*Exercices:*
(1) Quels projets collectifs le texte sur le départ pour Marseille nomme-t-il ?
(2) Recopiez mot pour mot le passage du texte sur le départ pour Marseille qui s'ouvre sur les mots contenant « À Lyon, je cohabitais » et se termine par « qui viennent (promis)... ».

##### Texte à lire #####

22 novembre 2006

Marseille, donc...

Marseille ! Après onze ans de vie lyonnaise, me voici Marseillais pour une durée indéterminée, d’au moins quelques années en tout cas. Dépaysement ou déracinement ? Un peu des deux sans doute. Ce déménagement me fait en tout cas prendre la mesure - indépendamment de ma joie d’être dans l’ailleurs - de mon attachement à Lyon ! L’autre jour je me suis demandé si je devais corriger la mention « auteur lyonnais » dans la bio de mon ancien blog et le négatif m’est apparu comme évident. Je vis à Marseille mais je vis Marseille comme une étape, un transit, une « house » mais pas un « home ». Lyon est la ville où je me suis formé, humainement comme artistiquement. Toute ma vie d’adulte s’y est déroulée, Lyon m’a nourri, énormément apporté : l'homme et l'artiste seraient radicalement différents si ces onze ans s'étaient déroulés ailleurs ! J’ai parfois détesté cette ville à force d’y errer, mais quelle histoire d'amour n'a pas ses moments difficiles ? Lyon et sa Croix-Rousse resteront donc mon « home » pendant longtemps, en tout cas mes racines et une partie de mon identité. Pourtant, si je n'ai pas fini d'y retourner en week-ends, je sais que je n’y revivrai pas, jamais, parce que ce serait revenir en arrière. Hors, où que me mène ce départ sur Marseille, ce ne peut être que vers l’avant (et encore plus de soleil !). Cela fait d’ailleurs partie de l’aspect un peu vertigineux de ce départ à Marseille : l’après Marseille est un ailleurs inconnu, il n’y a pas de rassurant retour en arrière possible. J’ai fait le « grand saut ». Mais si je dois rattacher mon nom et ma fonction à une ville, ce sera encore longtemps à Lyon. Donc : Shaomi, auteur lyonnais vivant à Marseille.

Une des principales raisons qui m’ont poussé à partir (hormis une certaine jolie brune), était de me retrouver seul face à mon travail d’auteur. 
À Lyon, je cohabitais avec de très nombreux amis et par extension de très nombreux projets collectifs. Entre les Combustions Spontanées, Bébé Coma, Mercure Liquide et autres, les « distractions » étaient nombreuses. Non que je plaque tout en bloc, je reste solidaire et acteur (même lointain) des dits projets mais au quotidien, c’est désormais devant mon ordinateur que ça se passe. Je n’ai plus grand chose d’autre à faire de mon temps - hormis, certes, aller nager - que d’écrire et démarcher les éditeurs. Me voici donc face à moi-même (et paradoxalement face à l’autre puisque je n’habite plus seul) et pour le moment, depuis début septembre, c’est plutôt efficace : je travaille enfin tous les jours mon écriture et les pages s’accumulent heureusement. Mais nous y reviendrons dans les jours qui viennent (promis)...

##### Matériel présenté #####

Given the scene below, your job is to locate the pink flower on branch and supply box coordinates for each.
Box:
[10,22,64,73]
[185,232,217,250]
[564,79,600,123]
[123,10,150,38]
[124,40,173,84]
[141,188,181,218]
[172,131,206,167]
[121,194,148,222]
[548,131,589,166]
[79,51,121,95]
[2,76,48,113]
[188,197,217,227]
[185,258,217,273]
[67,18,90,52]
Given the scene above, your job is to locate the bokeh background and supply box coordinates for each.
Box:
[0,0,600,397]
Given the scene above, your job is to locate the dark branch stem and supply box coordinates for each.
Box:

#####

*Corrigé des exercices:*
(1) Combustions Spontanées, Bébé Coma, Mercure Liquide

(2)
À Lyon, je cohabitais avec de très nombreux amis et par extension de très nombreux projets collectifs. Entre les Combustions Spontanées, Bébé Coma, Mercure Liquide et autres, les « distractions » étaient nombreuses. Non que je plaque tout en bloc, je reste solidaire et acteur (même lointain) des dits projets mais au quotidien, c’est désormais devant mon ordinateur que ça se passe. Je n’ai plus grand chose d’autre à faire de mon temps - hormis, certes, aller nager - que d’écrire et démarcher les éditeurs. Me voici donc face à moi-même (et paradoxalement face à l’autre puisque je n’habite plus seul) et pour le moment, depuis début septembre, c’est plutôt efficace : je travaille enfin tous les jours mon écriture et les pages s’accumulent heureusement. Mais nous y reviendrons dans les jours qui viennent (promis)...